What is needed ▸
Answer these questions from the severance letter agreement.
(a) What date does the letter bear?
(b) What document must the recipient sign as a condition of WSI's obligation under the letter?
(c) If WSI ends the employment without Cause, for how long does it keep paying base salary?

Excerpted passage ▸
* * * * * * *

Departure of Directors or Principal Officers; Election of Directors; Appointment of Principal Officers; Compensatory Arrangements of Certain Officers

EX-10.5 6 c54045exv10w5.htm EX-10.5 exv10w5
EXHIBIT 10.5
[WSI INDUSTRIES LETTERHEAD]
Severance Letter Agreement
October 7, 2009
PAUL D. SHEELY
Dear Paul:
The purpose of this Letter Agreement is to set forth our agreement in regard to your severance arrangement. Although your employment is “at will” and may be terminated by you or WSI Industries, Inc. (“WSI”) at any time for any reason, WSI has agreed to provide you with a particular severance pay benefit in the event WSI terminates your employment without Cause (as defined below). Terms not otherwise defined in this letter (the “Letter Agreement”) shall have the meaning given such terms on Schedule 1, which is incorporated herein by reference. WSI’s obligation to you under this Letter Agreement is, among the other requirements set forth below, subject to the condition that you execute a Restricted Covenant Agreement in the form attached as Exhibit A, which is incorporated herein by reference.
Specifically, we have agreed as follows:
1. Severance.
  (a)   If your employment is terminated by WSI without Cause, subject to the condition stated in Section 1(c), WSI will:
  (i)   continue to pay your base salary in accordance with WSI’s regular payroll practices for a period of twelve (12) months thereafter, or until you have secured other employment, whichever occurs first, subject to applicable tax withholding; and
 
  (ii)   if you are eligible for and elect COBRA or state continuation of the WSI health, dental and group life insurance benefits, WSI shall pay the portion of such COBRA premium that it pays for active employees until the earlier of: (A) twelve (12) months from the date COBRA coverage begins; or (B) the date COBRA coverage otherwise terminates. You shall pay the remaining portion of the premiums for such benefits during such period and, if applicable, the full premium thereafter.

* * * * * * *

Excerpted data ▸

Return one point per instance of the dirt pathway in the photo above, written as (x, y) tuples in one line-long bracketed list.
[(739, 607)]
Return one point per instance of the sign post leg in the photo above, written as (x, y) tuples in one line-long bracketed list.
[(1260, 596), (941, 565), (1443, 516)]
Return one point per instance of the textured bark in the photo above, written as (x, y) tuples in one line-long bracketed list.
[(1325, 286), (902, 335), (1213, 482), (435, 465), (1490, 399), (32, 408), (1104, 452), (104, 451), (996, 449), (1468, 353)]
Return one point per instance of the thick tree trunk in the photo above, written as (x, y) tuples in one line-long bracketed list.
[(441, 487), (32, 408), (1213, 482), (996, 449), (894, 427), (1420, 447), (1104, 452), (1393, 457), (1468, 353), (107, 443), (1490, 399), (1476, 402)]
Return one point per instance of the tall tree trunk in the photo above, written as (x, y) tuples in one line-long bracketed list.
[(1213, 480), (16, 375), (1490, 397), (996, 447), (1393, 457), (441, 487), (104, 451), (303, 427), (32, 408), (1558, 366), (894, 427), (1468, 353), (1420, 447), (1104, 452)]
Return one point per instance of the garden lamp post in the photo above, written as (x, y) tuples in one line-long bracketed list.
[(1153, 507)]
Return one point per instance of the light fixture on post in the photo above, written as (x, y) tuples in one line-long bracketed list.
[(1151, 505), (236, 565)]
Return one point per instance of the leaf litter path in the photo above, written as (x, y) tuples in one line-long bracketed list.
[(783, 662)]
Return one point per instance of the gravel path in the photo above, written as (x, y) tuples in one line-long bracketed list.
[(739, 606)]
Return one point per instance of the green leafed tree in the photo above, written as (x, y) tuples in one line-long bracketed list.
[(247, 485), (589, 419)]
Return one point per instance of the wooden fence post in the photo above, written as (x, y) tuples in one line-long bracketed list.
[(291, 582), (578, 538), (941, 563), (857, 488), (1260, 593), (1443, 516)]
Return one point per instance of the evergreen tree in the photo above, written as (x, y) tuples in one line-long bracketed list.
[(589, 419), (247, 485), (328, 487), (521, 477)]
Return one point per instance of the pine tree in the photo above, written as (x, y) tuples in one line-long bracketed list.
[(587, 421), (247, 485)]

* * * * * * *

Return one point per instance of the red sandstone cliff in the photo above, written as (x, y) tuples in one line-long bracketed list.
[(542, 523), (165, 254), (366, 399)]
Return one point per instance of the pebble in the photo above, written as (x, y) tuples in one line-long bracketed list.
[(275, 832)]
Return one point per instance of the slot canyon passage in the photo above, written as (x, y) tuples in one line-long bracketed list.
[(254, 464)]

* * * * * * *

Solved problem ▸
(a) October 7, 2009.
(b) A Restricted Covenant Agreement in the form attached as Exhibit A.
(c) For twelve (12) months, or until the recipient has secured other employment, whichever occurs first.